## WHAT THE TASK ASKS
Copy the records below exactly as they are written.

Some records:
○ ○ ○

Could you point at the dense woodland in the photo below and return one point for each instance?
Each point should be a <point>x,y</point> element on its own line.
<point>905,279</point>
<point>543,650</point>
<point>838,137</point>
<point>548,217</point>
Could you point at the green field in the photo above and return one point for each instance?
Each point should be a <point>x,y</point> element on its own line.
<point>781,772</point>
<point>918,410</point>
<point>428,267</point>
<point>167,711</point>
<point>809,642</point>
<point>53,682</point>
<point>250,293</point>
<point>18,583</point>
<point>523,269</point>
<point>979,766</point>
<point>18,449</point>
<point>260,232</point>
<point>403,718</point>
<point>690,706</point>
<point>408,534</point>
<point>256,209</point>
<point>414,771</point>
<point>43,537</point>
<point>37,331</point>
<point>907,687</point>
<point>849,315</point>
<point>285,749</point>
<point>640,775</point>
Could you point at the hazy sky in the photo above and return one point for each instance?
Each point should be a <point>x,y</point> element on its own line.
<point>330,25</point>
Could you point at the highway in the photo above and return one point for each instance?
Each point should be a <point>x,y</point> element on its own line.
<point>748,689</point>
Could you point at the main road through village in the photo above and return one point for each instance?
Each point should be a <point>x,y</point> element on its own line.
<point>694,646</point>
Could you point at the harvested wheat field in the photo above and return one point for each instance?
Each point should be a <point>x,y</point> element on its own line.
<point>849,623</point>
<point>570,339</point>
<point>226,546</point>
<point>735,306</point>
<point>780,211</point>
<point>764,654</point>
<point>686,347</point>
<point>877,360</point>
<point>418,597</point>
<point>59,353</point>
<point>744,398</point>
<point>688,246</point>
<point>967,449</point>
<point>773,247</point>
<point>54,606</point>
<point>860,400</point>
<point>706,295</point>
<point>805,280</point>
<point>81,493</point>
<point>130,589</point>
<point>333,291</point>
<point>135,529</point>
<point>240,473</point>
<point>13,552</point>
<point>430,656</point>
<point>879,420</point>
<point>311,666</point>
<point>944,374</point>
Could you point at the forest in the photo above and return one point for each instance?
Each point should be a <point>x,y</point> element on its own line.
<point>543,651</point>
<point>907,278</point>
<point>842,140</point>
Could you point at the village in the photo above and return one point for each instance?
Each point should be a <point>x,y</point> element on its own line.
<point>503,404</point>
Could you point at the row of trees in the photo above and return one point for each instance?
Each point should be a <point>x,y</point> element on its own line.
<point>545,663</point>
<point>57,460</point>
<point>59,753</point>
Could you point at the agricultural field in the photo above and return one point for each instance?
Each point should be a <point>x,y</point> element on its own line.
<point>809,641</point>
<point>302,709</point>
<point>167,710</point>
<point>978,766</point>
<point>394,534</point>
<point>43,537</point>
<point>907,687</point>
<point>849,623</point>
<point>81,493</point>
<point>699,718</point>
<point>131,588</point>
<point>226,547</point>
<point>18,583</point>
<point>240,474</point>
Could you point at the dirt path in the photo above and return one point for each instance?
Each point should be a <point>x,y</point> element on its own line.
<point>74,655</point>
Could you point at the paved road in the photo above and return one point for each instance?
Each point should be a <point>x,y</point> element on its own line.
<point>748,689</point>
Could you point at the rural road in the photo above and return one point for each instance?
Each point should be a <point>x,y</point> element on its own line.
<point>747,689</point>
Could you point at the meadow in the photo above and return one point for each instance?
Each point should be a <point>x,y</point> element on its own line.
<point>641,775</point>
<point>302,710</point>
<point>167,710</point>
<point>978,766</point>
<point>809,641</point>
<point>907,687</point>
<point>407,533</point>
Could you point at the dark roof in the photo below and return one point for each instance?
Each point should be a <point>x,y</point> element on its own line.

○ ○ ○

## RESPONSE
Could you point at the dense woodland in the photo below and return one point for each instance?
Each point should be a <point>x,y</point> element on its own line.
<point>905,279</point>
<point>543,650</point>
<point>838,137</point>
<point>548,217</point>
Could you point at the green field in the photo above and return one point for each instance?
Each point should be a <point>x,y</point> element on its own line.
<point>781,772</point>
<point>918,410</point>
<point>428,267</point>
<point>167,711</point>
<point>809,642</point>
<point>53,682</point>
<point>250,293</point>
<point>18,583</point>
<point>523,269</point>
<point>979,766</point>
<point>18,449</point>
<point>260,232</point>
<point>403,718</point>
<point>690,706</point>
<point>408,534</point>
<point>256,209</point>
<point>414,771</point>
<point>43,537</point>
<point>37,331</point>
<point>907,687</point>
<point>849,315</point>
<point>285,749</point>
<point>640,775</point>
Could you point at the hazy sky in the photo above and return one point for each instance?
Each point should be a <point>x,y</point> element on its own line.
<point>330,25</point>
Could you point at the highway in the photo above and return one point for each instance?
Each point should be a <point>x,y</point> element on its own line.
<point>748,689</point>
Could you point at the main road through village in the photo above and return one point for each instance?
Each point should be a <point>x,y</point> element on its own line.
<point>694,646</point>
Could you point at the harvested wheat field in the photo above and return one point for each instance?
Each point should be a <point>x,y</point> element on its own line.
<point>849,623</point>
<point>570,339</point>
<point>226,546</point>
<point>735,306</point>
<point>780,211</point>
<point>764,654</point>
<point>686,347</point>
<point>877,360</point>
<point>418,597</point>
<point>59,353</point>
<point>744,398</point>
<point>688,246</point>
<point>967,449</point>
<point>773,247</point>
<point>54,606</point>
<point>860,400</point>
<point>706,295</point>
<point>805,280</point>
<point>81,493</point>
<point>130,589</point>
<point>333,291</point>
<point>135,529</point>
<point>240,473</point>
<point>13,552</point>
<point>430,656</point>
<point>879,420</point>
<point>311,666</point>
<point>944,374</point>
Could you point at the forest in the photo above and return one point for each instance?
Each point should be a <point>x,y</point> element on its own line.
<point>543,651</point>
<point>907,278</point>
<point>842,140</point>
Could you point at the village in the photo above and return one point for each instance?
Each point should be a <point>x,y</point> element on its own line.
<point>503,404</point>
Could you point at the row of trees in the photo above and return one point for each instance?
Each point should be a <point>x,y</point> element on its own line.
<point>545,663</point>
<point>57,460</point>
<point>59,753</point>
Could you point at the agricultural field in the photo above and return one point for each instance?
Each point should be a <point>x,y</point> element on its own line.
<point>809,641</point>
<point>302,709</point>
<point>167,710</point>
<point>978,766</point>
<point>394,534</point>
<point>43,537</point>
<point>907,687</point>
<point>849,623</point>
<point>81,493</point>
<point>699,718</point>
<point>131,588</point>
<point>226,547</point>
<point>18,583</point>
<point>240,474</point>
Could you point at the dirt path in the photo above and return one point for each instance?
Each point should be a <point>x,y</point> element on its own line.
<point>74,655</point>
Could you point at the paved road in the photo above and return one point for each instance?
Each point should be a <point>x,y</point> element on its own line.
<point>748,689</point>
Could you point at the rural road in the photo above and return one point for each instance?
Each point should be a <point>x,y</point> element on its own line.
<point>747,689</point>
Could you point at the meadow in the photo above and return one point for each instance?
Each point should be a <point>x,y</point> element on its own line.
<point>641,775</point>
<point>302,710</point>
<point>167,710</point>
<point>978,766</point>
<point>809,641</point>
<point>907,687</point>
<point>407,533</point>
Could you point at the dark roof in the photo below and return one point for each instance?
Each point should be a <point>x,y</point> element on its own line.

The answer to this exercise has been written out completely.